▶ **REQUIRED WORK**: Write out, word for word, the passage of the article on Norway's new Directorate of Higher Education and Skills that runs from "Skule (55), who" up to and including "the education ministry.".

▶ **EXERCISE PASSAGE**:
Content starts
New directorate to promote coordination, coherence in HE and skills

Norway is to launch a Directorate of Higher Education and Skills on 1 July, and has announced the appointment of Sveinung Skule as its director general.

“A main goal is to contribute to greater coordination and coherence within the area of higher education and skills policy across vocational schools, university colleges and universities,” Skule told University World News.

Another goal was to “administer a broad array of programmes and measures efficiently to the benefit of the education sector and working life. Internally, as well as towards relevant sectors, we must continue to develop digital ways of working that we established during the pandemic,” Skule said.

Skule (55), who is currently director of Skills Norway, has also been director general of the Nordic Institute for Studies in Innovation, Research and Education; research director at Oslo Metropolitan University and head of analysis, international work and skills in the education ministry.

His big new directorate will include some 400 employees in four cities. It is bringing together all or parts of numerous agencies with functions related to higher education and skills, ICT, research, quality assurance and access.

In late May, when cabinet appointed Skule as director general for six years, Norway’s Minister of Research and Higher Education Henrik Asheim said: “A new and common directorate will contribute to making our higher education system more accessible so that more people can have the education they need to live good and independent lives.”

Skule, he added, had “solid and relevant experience within the responsibilities of the new directorate”, which would enable him to lead its establishment and forge a sound direction for future work.

University World News asked Skule how he sees the responsibilities of the directorate.

“Higher education has a crucial role in providing highly qualified graduates and new skills to the demands and expectations of society. Universities and other institutions within higher education must seek to constantly enhance the quality of education offered to present and future students,” he responded.

“Also, we will assist the higher education sector in providing further and continuing education and lifelong learning in more flexible manners, according to the needs of an increasingly diverse student group in terms of social backgrounds, age and geographical location. The directorate will be a key actor in incentivising and supporting efforts towards quality, flexibility and accessibility.”

Norway has been through two decades of university mergers and reforms. What might be the priorities in future?

“The pace of mergers and structural changes among universities and university colleges has slowed down, leaving more room to focus on quality and flexibility,” said Skule. “I am firmly convinced that higher education institutions will continue to develop in line with changing societal needs, which I believe the sector is highly motivated to do.
Content ends
▶ **STUDY MATERIAL**:
Content starts
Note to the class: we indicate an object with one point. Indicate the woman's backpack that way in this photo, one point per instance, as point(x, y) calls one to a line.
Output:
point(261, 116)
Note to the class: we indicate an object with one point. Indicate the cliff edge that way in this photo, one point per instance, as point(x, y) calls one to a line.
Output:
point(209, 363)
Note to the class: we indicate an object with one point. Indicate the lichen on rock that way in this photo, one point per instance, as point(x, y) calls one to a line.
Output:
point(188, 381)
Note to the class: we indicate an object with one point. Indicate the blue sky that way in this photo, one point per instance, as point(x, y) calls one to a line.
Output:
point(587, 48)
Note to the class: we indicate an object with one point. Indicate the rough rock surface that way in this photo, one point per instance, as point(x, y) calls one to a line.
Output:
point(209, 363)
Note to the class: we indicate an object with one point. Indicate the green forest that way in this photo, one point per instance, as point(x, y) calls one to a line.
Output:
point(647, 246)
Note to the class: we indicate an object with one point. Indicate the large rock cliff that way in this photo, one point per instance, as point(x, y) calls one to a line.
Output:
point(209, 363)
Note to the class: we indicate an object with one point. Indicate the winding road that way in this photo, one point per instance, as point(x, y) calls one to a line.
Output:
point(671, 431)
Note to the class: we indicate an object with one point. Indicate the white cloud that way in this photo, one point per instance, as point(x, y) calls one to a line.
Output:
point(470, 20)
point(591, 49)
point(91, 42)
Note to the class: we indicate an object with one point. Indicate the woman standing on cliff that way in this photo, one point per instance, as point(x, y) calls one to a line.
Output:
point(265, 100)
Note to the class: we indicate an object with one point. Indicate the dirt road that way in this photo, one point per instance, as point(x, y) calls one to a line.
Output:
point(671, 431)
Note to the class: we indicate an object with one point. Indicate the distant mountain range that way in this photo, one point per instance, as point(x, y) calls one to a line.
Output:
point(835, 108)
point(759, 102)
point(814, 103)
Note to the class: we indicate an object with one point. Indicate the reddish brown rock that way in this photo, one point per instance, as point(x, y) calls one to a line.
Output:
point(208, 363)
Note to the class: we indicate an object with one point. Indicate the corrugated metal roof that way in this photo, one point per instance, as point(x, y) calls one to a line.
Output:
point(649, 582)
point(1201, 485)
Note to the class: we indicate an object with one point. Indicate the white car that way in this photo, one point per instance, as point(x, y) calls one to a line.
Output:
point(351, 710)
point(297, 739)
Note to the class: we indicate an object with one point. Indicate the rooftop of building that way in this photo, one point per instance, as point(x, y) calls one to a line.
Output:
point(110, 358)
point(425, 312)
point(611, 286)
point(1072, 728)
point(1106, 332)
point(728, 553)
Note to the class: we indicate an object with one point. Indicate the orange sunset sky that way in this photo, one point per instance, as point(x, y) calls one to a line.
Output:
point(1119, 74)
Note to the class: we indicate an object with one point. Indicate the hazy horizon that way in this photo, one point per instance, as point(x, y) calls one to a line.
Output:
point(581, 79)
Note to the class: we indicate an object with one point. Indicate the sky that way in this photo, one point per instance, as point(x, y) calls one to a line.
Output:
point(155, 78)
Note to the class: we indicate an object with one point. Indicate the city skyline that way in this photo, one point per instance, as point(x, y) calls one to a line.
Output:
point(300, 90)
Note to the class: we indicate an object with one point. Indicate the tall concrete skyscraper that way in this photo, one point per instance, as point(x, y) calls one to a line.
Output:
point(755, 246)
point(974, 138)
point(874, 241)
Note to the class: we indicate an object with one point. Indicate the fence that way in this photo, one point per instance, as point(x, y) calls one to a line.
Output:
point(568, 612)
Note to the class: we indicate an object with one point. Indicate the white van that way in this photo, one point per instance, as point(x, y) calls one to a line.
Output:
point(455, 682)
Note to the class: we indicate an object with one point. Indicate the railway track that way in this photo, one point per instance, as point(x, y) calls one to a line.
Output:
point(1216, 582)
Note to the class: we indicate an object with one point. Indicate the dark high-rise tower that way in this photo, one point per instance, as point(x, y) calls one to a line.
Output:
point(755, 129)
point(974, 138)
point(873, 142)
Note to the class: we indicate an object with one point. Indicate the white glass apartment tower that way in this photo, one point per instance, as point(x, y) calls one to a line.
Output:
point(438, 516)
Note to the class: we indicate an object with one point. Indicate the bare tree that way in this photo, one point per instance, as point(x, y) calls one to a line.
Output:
Content ends
▶ **ANSWER**:
Skule (55), who is currently director of Skills Norway, has also been director general of the Nordic Institute for Studies in Innovation, Research and Education; research director at Oslo Metropolitan University and head of analysis, international work and skills in the education ministry.